[Saved entries]

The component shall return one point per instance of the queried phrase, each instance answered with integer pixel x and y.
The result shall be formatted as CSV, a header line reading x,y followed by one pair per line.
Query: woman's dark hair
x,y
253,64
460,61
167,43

### Prompt
Copy exactly the line containing "The result shall" and every line after it, ending with the last line of the records above.

### Problem solution
The result shall be formatted as CSV, a header line reading x,y followed by one pair per line.
Query: woman's dark hair
x,y
253,64
460,61
167,43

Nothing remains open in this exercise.